> 作答題目 1:
請把舞蹈影片論文摘要中從「Learning High Fidelity」到「in-the-wild video data.」（含首尾）的部分重寫一遍，並將其中的「self-supervised」替換為「weakly supervised」。
> 作答題目 2:
判斷下列關於舞蹈影片論文摘要的敘述是否與原文相符，各以「是」或「否」作答，並逐字引出原文中的判定依據。
(a) 該方法需要深度感測器資料。
(b) 該方法產生的深度圖勝過以合成資料訓練的方法。
(c) 依文中評析，摘要以超越合成資料方法的結果開頭。
> 作答題目 3:
接著舞蹈影片論文摘要最後一句往下續寫。

Learning High Fidelity Depths of Dressed Humans by Watching Social Media Dance Videos

Abstract — 摘要

This paper presents a method to learn detailed depth of dressed humans from social media dance videos. The key insight is that social media dance videos provide natural multi-view supervision through diverse poses and viewpoints, enabling self-supervised learning of fine-grained human geometry. The proposed self-supervised framework recovers detailed geometry including clothing wrinkles and surface deformations without requiring any depth sensor data or 3D annotations. The method produces high-fidelity depth maps that surpass methods trained on synthetic data, demonstrating the power of leveraging abundantly available in-the-wild video data.

本文提出一種從社群媒體舞蹈影片中學習穿著衣物之人體精細深度的方法。其核心洞見在於，社群媒體舞蹈影片透過多樣化的姿態與視角提供了天然的多視角監督，使細緻人體幾何的自監督式學習成為可能。所提出的自監督式框架能恢復包含衣物皺褶與表面形變在內的精細幾何細節，無需任何深度感測器資料或三維標註。該方法產生的高保真深度圖超越了在合成資料上訓練的方法，展現了利用大量可得的真實世界影片資料的潛力。

段落功能全文總覽——以「社群媒體舞蹈影片」這一非傳統資料來源作為開場亮點，勾勒核心洞見與成果。

邏輯角色摘要的論證策略極具吸引力：先以反直覺的資料來源（舞蹈影片）引起注意，再解釋其合理性（天然多視角），最後以超越合成資料方法的結果收束。

> 資料列清單:
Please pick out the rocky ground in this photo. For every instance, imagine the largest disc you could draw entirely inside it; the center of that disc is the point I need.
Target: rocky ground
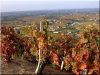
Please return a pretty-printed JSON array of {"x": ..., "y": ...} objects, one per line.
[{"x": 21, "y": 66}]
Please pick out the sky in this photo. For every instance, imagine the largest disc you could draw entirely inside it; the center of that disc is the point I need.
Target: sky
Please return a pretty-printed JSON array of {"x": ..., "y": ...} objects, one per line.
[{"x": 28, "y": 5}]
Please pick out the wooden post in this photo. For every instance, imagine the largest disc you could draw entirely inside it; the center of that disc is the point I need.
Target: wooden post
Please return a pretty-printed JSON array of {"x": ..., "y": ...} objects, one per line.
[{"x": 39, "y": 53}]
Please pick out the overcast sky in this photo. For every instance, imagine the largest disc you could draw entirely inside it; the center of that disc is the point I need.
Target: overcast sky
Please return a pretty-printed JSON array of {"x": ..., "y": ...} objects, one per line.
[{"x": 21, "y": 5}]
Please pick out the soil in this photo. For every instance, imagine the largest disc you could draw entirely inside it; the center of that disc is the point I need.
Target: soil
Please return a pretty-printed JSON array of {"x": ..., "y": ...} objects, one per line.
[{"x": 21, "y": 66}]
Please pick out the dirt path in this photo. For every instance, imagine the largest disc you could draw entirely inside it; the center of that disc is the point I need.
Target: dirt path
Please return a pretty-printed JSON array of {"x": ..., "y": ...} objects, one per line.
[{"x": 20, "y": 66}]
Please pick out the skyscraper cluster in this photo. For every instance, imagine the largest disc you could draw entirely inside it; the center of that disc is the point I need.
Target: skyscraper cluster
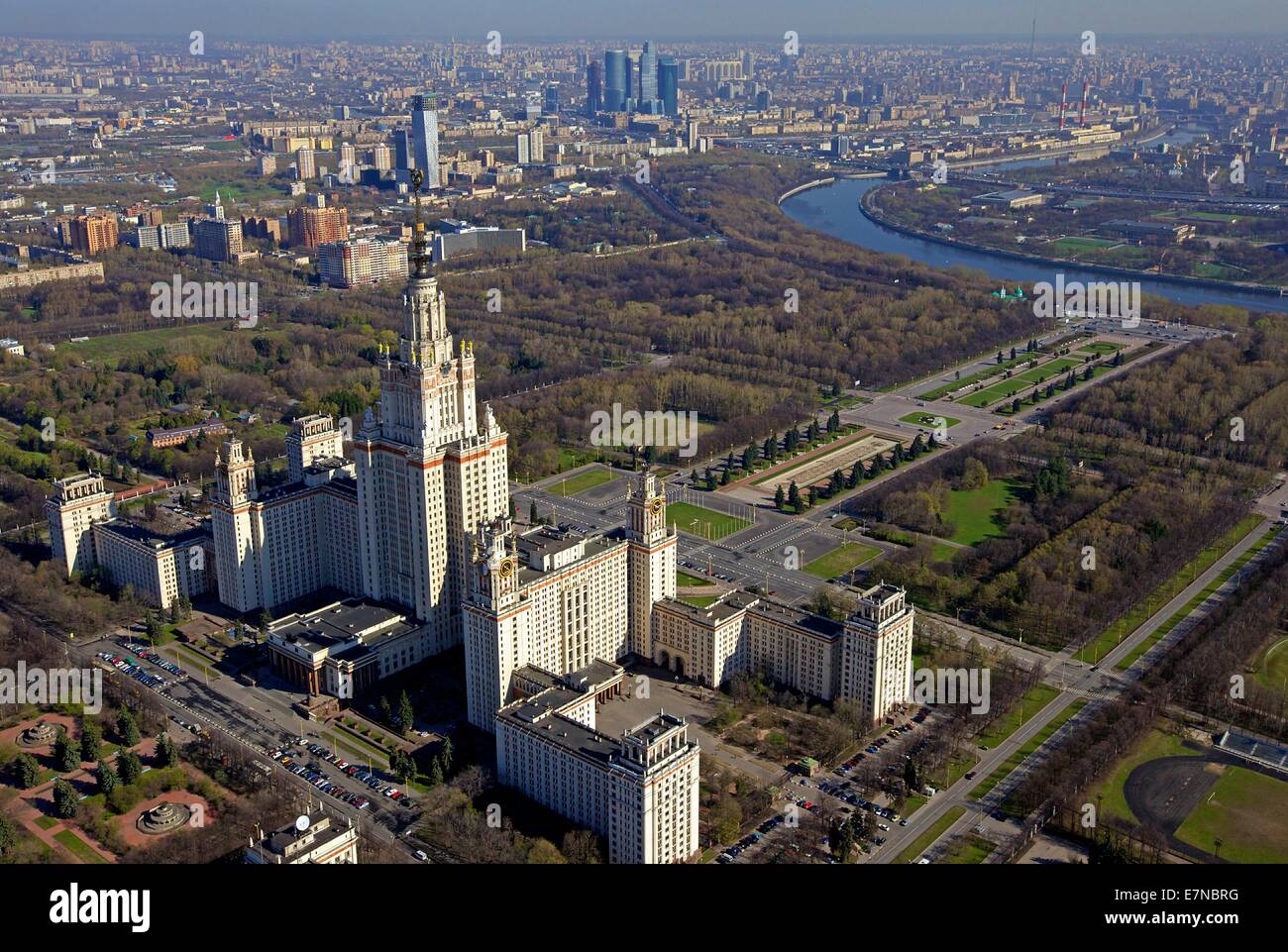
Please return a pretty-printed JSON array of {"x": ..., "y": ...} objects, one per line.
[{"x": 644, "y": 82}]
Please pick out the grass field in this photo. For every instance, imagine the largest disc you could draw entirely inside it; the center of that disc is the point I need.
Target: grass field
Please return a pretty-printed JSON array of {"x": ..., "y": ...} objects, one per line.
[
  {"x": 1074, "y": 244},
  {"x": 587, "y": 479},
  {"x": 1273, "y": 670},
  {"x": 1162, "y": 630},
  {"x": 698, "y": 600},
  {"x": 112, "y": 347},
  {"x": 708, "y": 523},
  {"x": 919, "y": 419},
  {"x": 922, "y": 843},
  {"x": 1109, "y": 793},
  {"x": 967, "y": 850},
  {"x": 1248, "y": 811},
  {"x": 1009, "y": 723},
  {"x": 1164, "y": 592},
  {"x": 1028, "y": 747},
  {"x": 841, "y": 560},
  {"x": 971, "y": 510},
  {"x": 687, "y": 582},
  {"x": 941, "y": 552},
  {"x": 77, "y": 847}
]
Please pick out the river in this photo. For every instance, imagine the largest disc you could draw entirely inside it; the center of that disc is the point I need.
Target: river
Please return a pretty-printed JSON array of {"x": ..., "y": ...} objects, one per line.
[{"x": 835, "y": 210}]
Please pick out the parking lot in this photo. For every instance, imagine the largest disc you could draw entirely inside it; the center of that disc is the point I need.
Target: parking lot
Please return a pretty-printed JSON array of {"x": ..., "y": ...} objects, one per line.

> 最終答案 1:
Learning High Fidelity Depths of Dressed Humans by Watching Social Media Dance Videos

Abstract — 摘要

This paper presents a method to learn detailed depth of dressed humans from social media dance videos. The key insight is that social media dance videos provide natural multi-view supervision through diverse poses and viewpoints, enabling weakly supervised learning of fine-grained human geometry. The proposed weakly supervised framework recovers detailed geometry including clothing wrinkles and surface deformations without requiring any depth sensor data or 3D annotations. The method produces high-fidelity depth maps that surpass methods trained on synthetic data, demonstrating the power of leveraging abundantly available in-the-wild video data.

> 最終答案 2:
(a) 否：「無需任何深度感測器資料或三維標註」
(b) 是：「該方法產生的高保真深度圖超越了在合成資料上訓練的方法」
(c) 否：「最後以超越合成資料方法的結果收束」

> 最終答案 3:
論證技巧 / 潛在漏洞「社群媒體舞蹈影片」的選擇兼具學術新穎性與大眾親和力，有助於擴大論文影響力。但「天然多視角監督」的前提需要嚴格論證——舞蹈影片中的視角變化是否足以替代結構化的多視角採集系統。

1. Introduction — 緒論

Reconstructing detailed 3D geometry of dressed humans is a fundamental challenge in computer vision, with applications in virtual try-on, telepresence, and digital content creation. Existing approaches rely on either expensive depth sensors (e.g., structured light, LiDAR) that are impractical for casual capture, or synthetic training data that fails to capture the diversity and complexity of real-world clothing. Methods trained on parametric body models like SMPL produce smooth body shapes but miss fine surface details such as clothing wrinkles, accessories, and hair.

重建穿著衣物之人體的精細三維幾何是電腦視覺的基礎挑戰，在虛擬試穿、遠端臨場及數位內容創建等領域均有應用。現有方法仰賴昂貴的深度感測器（如結構光、LiDAR），對日常拍攝並不實用；或依賴合成訓練資料，但無法捕捉真實世界衣物的多樣性與複雜性。基於參數化人體模型（如 SMPL）訓練的方法能產生平滑的人體形狀，卻遺失衣物皺褶、配件及頭髮等精細表面細節。

段落功能建立問題背景——定義目標任務，系統性地批判現有方法的三類限制。

邏輯角色論證鏈的起點：以三重批判（感測器昂貴、合成資料不足、參數模型過於平滑）構建全面的「研究缺口」，為利用舞蹈影片的非傳統方案製造必要性。

論證技巧 / 潛在漏洞三類批判各自針對不同方法類型，展現了全面的文獻理解。但將 SMPL 方法歸為「遺失細節」略顯不公——近年的隱式函數方法（如 PIFu）已在此方面取得顯著進展。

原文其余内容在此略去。